WHAT NEEDS TO BE DONE
Begin at the line containing "Target: small building" in the data below and go on through the line containing "Target: twig", repeating each line exactly; include both ends and no other line.

Source data

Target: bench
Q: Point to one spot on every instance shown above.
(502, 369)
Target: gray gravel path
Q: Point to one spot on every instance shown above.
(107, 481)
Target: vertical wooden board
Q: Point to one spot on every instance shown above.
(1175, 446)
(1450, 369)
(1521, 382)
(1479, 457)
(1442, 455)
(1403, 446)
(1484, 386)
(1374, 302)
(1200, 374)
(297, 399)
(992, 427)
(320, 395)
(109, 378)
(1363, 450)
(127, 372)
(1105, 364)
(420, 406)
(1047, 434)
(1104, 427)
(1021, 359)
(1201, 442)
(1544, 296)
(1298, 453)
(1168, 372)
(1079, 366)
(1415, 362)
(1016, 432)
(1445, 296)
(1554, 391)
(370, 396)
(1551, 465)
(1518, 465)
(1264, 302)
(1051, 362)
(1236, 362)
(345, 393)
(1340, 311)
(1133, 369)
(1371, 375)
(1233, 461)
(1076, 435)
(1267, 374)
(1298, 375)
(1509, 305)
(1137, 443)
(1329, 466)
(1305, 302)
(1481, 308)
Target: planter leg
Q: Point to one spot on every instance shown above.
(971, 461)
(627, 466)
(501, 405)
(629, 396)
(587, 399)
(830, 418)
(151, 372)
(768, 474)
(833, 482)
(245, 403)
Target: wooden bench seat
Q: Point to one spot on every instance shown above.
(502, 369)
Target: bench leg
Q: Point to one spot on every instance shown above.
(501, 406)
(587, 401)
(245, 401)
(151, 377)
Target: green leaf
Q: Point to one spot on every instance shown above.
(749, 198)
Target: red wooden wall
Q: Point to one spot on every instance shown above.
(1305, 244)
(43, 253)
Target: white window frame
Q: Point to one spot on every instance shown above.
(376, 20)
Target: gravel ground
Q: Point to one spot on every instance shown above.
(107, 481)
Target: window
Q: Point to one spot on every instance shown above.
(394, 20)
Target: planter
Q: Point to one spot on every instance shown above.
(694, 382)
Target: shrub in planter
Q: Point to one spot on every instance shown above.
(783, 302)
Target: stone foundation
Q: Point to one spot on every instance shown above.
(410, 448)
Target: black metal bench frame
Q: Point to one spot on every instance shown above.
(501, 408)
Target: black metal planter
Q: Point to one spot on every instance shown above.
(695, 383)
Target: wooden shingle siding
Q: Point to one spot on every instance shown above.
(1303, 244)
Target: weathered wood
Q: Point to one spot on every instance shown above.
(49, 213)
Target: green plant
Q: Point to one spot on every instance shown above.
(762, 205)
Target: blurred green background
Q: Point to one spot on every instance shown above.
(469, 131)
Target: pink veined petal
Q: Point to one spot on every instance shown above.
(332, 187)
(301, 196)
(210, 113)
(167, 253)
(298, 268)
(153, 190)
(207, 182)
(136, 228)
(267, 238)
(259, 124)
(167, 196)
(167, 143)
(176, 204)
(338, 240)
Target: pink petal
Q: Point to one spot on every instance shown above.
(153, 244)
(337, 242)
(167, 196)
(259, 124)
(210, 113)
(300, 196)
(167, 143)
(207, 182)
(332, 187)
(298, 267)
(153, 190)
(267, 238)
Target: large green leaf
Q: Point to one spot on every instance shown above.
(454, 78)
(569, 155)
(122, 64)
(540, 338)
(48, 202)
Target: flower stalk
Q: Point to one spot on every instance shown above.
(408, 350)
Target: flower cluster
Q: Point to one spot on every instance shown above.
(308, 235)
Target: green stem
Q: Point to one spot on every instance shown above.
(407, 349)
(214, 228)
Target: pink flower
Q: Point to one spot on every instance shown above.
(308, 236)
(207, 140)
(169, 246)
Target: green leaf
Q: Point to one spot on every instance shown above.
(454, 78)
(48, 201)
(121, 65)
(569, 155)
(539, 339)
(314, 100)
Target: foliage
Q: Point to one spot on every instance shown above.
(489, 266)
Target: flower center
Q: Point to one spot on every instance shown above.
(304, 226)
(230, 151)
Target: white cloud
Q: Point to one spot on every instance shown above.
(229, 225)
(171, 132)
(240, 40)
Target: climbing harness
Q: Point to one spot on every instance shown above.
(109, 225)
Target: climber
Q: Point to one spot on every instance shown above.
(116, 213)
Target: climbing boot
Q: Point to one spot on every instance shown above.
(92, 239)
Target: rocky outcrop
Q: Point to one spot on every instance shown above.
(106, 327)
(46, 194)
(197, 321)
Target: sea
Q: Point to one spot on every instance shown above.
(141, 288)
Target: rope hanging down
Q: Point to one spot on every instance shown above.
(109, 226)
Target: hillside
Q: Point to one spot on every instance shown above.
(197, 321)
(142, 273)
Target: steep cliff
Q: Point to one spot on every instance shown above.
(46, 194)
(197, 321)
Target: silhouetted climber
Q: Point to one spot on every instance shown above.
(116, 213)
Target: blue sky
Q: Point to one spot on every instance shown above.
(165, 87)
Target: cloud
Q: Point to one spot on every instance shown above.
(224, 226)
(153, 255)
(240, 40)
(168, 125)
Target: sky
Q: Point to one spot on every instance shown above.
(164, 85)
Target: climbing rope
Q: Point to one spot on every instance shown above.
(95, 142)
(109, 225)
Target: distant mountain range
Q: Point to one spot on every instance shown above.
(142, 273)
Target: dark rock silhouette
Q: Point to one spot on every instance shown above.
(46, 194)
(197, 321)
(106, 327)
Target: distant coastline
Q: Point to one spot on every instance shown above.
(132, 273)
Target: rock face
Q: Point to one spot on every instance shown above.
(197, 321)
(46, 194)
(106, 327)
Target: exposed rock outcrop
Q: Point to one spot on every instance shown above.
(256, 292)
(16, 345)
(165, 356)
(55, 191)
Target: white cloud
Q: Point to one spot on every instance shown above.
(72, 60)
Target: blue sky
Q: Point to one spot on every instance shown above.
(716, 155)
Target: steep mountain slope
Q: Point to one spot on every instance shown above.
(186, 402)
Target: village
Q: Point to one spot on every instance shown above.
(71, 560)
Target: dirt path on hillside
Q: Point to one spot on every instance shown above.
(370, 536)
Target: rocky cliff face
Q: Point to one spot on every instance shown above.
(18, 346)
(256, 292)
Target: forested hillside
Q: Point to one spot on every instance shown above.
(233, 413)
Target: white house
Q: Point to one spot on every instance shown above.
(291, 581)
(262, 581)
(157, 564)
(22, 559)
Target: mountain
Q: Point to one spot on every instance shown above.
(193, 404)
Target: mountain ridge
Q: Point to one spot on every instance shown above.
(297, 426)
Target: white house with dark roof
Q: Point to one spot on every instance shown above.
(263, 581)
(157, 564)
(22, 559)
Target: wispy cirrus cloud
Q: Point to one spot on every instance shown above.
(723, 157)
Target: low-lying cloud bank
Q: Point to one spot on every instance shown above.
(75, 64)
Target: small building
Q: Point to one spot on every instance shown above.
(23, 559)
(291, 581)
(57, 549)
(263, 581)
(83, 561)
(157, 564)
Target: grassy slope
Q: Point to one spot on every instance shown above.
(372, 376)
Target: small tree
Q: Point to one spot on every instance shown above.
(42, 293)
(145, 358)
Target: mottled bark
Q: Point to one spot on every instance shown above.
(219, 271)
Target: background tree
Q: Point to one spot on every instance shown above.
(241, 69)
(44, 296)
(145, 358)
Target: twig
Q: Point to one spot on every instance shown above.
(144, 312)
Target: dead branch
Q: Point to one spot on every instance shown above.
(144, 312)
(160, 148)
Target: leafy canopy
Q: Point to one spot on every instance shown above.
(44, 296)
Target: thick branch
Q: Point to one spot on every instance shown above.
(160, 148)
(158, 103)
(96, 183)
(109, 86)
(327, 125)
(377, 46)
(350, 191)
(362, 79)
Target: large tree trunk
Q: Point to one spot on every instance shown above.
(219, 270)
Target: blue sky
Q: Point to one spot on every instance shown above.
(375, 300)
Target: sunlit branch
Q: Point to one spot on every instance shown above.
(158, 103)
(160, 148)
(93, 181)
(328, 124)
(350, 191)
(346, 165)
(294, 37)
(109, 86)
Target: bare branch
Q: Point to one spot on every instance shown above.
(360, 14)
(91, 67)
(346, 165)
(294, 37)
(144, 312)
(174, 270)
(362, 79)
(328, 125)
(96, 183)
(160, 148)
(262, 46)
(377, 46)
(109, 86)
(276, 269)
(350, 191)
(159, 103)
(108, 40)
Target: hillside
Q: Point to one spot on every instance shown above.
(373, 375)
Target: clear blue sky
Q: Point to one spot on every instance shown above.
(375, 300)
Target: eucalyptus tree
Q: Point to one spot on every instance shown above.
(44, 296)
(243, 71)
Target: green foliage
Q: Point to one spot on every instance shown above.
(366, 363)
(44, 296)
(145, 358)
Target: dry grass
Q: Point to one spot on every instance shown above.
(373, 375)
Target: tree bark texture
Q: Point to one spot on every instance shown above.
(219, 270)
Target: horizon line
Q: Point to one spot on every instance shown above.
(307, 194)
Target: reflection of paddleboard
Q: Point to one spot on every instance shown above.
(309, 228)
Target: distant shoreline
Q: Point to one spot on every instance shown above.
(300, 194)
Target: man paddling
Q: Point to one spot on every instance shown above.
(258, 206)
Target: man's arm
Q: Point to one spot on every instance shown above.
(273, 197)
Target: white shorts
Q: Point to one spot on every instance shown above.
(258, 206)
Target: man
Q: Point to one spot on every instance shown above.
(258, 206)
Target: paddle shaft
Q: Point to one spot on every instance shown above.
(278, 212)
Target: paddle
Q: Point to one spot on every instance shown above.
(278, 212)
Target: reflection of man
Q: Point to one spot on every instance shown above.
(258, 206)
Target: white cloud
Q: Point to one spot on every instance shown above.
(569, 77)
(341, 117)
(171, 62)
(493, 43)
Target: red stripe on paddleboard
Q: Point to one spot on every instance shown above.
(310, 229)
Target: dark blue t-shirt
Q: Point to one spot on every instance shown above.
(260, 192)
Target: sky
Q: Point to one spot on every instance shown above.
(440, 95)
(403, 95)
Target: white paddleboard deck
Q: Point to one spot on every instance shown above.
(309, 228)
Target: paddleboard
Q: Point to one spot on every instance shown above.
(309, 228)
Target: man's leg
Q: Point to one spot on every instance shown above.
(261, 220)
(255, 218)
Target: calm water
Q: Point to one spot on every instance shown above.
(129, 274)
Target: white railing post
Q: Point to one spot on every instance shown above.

ANSWER FOR THE TASK
Target: small building
Q: Point to one spot on every instance shown above.
(23, 559)
(291, 581)
(57, 549)
(263, 581)
(83, 561)
(157, 564)
Target: grassy slope
Q: Point to one spot on every instance shown above.
(372, 376)
Target: small tree
Q: Point to one spot on every instance shown above.
(42, 293)
(145, 358)
Target: mottled bark
Q: Point to one spot on every instance shown above.
(219, 271)
Target: background tree
Q: Point to one spot on every instance shown above.
(241, 69)
(44, 296)
(145, 358)
Target: twig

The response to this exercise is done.